**CHALLENGE:**
State how many lines in the records below contain the string "woman", with case counting, and reply with the number alone.

**ITEMS:**
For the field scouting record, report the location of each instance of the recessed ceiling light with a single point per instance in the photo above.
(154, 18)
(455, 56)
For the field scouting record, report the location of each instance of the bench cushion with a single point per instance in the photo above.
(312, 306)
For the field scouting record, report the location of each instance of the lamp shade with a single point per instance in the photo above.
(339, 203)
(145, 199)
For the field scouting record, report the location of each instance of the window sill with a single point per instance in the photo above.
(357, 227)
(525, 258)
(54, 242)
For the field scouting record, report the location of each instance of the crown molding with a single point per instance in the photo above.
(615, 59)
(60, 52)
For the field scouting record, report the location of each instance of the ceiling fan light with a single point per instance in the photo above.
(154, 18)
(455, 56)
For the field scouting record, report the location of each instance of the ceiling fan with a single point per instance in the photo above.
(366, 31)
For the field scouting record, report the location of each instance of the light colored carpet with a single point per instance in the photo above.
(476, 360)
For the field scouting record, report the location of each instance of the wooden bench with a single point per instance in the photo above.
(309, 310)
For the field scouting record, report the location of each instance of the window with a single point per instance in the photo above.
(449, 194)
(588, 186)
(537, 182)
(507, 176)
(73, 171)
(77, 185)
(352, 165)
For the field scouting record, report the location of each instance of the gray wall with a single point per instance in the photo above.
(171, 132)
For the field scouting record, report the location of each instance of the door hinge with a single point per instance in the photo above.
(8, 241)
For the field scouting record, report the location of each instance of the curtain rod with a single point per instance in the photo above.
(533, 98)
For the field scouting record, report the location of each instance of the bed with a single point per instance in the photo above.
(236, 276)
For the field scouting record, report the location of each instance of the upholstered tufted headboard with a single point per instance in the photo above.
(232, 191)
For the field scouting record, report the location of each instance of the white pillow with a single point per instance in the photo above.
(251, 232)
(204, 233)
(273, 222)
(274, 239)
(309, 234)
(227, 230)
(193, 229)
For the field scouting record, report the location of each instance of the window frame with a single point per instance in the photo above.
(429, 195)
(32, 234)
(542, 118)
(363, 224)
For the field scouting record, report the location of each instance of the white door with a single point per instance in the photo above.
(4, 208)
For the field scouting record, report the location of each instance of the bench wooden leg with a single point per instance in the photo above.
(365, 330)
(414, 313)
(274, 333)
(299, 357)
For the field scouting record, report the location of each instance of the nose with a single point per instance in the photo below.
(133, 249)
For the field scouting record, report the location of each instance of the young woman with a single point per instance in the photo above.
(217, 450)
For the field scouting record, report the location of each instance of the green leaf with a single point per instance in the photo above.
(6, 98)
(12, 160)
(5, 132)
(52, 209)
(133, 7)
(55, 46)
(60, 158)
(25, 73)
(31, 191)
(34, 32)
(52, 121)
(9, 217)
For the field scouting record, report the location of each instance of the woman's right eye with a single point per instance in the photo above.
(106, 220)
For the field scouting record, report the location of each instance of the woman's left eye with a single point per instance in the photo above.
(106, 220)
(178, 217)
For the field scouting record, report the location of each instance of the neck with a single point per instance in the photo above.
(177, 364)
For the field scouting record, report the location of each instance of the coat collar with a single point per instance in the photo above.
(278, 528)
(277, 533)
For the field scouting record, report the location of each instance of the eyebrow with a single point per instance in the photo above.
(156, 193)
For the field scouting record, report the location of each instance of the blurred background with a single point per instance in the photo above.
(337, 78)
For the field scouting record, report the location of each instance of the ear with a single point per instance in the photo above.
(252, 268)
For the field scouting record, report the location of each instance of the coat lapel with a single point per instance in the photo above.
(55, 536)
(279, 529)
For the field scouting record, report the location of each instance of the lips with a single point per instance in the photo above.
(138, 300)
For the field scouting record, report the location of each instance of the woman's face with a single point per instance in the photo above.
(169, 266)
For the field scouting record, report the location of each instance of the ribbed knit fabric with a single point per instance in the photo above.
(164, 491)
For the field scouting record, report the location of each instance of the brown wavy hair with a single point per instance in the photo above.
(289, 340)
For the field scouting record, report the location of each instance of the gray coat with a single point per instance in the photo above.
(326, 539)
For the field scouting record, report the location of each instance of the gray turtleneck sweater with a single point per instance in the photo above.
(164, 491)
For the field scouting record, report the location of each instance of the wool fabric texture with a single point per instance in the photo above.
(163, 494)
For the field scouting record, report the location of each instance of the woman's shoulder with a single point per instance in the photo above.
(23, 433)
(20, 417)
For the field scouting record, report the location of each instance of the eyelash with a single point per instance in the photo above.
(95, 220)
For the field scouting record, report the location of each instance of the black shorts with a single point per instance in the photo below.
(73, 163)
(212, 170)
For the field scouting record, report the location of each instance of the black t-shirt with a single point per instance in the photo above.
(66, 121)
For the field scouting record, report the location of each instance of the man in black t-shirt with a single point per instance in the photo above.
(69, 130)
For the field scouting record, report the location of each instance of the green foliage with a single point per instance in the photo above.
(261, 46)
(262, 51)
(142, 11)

* * *

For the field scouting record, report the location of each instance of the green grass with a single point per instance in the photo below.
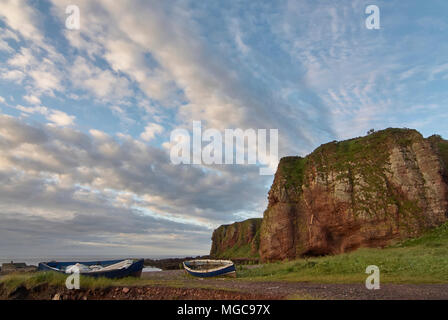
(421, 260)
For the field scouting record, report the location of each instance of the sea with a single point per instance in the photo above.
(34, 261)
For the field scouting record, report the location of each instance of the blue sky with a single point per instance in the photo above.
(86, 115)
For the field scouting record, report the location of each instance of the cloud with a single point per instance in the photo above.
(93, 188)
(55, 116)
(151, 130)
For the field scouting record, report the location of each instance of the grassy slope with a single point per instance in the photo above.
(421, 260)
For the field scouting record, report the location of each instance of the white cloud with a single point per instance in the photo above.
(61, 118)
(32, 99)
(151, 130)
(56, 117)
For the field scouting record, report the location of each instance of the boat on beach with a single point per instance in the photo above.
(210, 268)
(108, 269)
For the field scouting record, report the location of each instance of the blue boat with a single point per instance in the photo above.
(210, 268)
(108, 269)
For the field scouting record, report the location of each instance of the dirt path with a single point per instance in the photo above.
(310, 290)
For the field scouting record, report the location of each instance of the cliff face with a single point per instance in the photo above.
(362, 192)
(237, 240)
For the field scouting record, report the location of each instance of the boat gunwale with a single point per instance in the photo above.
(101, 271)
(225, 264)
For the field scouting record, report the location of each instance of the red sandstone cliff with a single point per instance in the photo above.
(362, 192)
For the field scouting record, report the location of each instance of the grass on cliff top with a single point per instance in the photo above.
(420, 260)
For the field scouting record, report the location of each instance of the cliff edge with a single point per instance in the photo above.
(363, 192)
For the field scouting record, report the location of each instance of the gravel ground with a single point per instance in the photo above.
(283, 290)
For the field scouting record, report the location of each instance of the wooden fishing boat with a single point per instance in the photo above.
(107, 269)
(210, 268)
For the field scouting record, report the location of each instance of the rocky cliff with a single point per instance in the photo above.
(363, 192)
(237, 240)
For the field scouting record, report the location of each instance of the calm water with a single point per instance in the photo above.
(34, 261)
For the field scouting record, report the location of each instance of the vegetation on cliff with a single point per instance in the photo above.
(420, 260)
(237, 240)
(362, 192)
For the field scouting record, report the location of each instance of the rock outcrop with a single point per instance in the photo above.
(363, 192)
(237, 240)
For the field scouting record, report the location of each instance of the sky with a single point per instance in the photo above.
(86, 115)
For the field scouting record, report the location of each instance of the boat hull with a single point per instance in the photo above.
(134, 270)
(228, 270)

**ANSWER TO THIS TASK:**
5